Pointing and labeling entries
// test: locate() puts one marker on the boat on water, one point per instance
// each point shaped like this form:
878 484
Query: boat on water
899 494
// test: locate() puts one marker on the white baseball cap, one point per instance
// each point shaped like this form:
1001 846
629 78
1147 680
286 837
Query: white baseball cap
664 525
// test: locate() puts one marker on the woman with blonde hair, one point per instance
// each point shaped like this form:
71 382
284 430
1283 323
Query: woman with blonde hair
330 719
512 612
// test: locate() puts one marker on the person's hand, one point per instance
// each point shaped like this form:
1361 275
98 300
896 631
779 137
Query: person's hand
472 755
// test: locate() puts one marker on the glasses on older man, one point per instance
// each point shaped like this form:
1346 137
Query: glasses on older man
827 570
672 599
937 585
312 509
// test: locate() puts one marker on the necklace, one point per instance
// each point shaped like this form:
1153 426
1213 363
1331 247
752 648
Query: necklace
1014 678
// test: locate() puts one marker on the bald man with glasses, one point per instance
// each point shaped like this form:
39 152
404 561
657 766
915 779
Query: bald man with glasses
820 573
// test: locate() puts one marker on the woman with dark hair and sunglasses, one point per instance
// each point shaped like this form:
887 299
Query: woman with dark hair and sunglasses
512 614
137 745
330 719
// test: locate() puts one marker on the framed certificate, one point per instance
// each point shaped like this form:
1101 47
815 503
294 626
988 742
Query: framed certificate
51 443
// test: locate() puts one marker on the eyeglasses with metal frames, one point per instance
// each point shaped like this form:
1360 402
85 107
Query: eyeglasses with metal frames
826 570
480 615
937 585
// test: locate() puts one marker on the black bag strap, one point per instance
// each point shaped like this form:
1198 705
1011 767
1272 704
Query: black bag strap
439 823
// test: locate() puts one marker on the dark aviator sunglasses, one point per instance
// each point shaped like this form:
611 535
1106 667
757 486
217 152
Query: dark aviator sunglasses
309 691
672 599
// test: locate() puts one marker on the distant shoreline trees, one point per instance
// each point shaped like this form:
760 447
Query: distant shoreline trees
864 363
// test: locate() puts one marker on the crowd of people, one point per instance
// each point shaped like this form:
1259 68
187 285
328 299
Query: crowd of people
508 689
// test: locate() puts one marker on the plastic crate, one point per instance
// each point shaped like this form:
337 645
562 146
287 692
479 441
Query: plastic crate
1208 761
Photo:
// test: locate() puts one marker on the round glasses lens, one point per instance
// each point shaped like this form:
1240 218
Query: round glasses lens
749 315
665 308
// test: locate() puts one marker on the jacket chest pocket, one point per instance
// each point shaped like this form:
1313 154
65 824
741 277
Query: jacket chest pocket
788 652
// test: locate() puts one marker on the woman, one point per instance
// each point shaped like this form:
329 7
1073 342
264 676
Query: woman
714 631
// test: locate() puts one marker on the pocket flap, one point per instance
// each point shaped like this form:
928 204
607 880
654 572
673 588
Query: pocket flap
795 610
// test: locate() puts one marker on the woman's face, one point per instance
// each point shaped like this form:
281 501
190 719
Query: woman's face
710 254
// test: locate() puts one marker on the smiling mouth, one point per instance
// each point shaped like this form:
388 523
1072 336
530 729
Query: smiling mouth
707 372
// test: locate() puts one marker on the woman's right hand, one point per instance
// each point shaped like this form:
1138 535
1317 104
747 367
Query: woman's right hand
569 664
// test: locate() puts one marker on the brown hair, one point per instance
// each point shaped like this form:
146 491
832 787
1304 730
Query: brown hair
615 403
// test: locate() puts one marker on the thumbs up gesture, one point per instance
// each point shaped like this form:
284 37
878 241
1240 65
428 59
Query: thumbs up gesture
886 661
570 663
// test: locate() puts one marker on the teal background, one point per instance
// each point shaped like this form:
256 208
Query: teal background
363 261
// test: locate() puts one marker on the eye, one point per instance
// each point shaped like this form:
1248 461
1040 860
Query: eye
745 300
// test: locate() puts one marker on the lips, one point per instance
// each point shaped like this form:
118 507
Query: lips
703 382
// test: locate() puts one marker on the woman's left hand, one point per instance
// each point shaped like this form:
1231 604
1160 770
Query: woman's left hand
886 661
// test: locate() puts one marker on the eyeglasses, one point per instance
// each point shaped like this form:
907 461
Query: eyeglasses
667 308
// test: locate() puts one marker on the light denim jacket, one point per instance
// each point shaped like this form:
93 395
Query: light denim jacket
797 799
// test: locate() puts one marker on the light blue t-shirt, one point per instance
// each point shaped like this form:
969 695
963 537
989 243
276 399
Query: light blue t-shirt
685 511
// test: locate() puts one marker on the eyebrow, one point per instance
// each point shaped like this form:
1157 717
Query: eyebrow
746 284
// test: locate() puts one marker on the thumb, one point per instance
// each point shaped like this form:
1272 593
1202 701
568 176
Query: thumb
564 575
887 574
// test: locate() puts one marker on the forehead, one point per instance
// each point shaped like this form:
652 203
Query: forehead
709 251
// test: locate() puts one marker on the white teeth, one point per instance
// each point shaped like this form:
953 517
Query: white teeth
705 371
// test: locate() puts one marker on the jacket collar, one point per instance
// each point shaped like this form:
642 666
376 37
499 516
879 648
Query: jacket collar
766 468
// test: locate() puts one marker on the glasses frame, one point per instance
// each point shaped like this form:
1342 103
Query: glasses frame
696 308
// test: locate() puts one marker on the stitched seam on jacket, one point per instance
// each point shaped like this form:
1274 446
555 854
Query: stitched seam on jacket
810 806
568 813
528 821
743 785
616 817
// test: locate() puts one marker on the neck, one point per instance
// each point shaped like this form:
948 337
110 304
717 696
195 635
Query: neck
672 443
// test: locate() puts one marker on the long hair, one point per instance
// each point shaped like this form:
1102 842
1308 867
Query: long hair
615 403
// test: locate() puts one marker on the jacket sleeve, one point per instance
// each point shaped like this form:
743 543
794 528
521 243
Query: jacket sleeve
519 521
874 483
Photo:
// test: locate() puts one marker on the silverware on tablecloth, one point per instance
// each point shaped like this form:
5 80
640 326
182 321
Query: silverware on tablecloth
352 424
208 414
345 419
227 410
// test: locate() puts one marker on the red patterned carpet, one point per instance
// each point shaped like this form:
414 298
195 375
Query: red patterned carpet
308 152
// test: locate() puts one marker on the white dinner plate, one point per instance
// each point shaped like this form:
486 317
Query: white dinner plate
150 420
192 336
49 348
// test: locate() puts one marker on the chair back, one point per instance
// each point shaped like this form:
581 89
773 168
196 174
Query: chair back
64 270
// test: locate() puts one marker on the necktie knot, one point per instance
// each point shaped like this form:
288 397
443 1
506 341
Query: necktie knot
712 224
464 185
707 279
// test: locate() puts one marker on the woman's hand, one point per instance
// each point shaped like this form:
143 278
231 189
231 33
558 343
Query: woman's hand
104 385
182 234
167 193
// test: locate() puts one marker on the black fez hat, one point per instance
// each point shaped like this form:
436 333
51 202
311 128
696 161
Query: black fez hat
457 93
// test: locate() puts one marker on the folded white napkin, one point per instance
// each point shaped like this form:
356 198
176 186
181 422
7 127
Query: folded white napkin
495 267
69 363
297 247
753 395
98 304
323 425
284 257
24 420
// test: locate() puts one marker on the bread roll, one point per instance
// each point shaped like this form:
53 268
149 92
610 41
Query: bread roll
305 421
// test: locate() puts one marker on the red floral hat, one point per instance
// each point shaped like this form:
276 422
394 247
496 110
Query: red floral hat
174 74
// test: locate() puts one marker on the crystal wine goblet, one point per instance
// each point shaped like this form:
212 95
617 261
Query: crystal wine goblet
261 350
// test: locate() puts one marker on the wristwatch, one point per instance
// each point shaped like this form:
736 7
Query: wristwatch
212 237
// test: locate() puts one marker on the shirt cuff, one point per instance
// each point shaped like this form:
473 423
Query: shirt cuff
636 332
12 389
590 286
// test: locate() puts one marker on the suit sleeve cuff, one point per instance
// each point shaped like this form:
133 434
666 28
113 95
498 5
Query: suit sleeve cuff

AIM OF THE EXERCISE:
Copy the lines above from the one that contains "shirt cuff, one point per instance" through the final line. Add 104 to each coordinate of the answer points and keep every other line as it is.

COMPLETED TASK:
// test: locate() puts one marker on the shirt cuff, one point per instance
// each point shaped like this form:
473 423
Query: shirt cuff
740 436
116 493
694 390
// test: locate() puts one marker on the suit sleeve cuff, one point per instance
// each point shaped like this form:
133 434
666 28
113 95
498 5
Query: suit sleeve cuff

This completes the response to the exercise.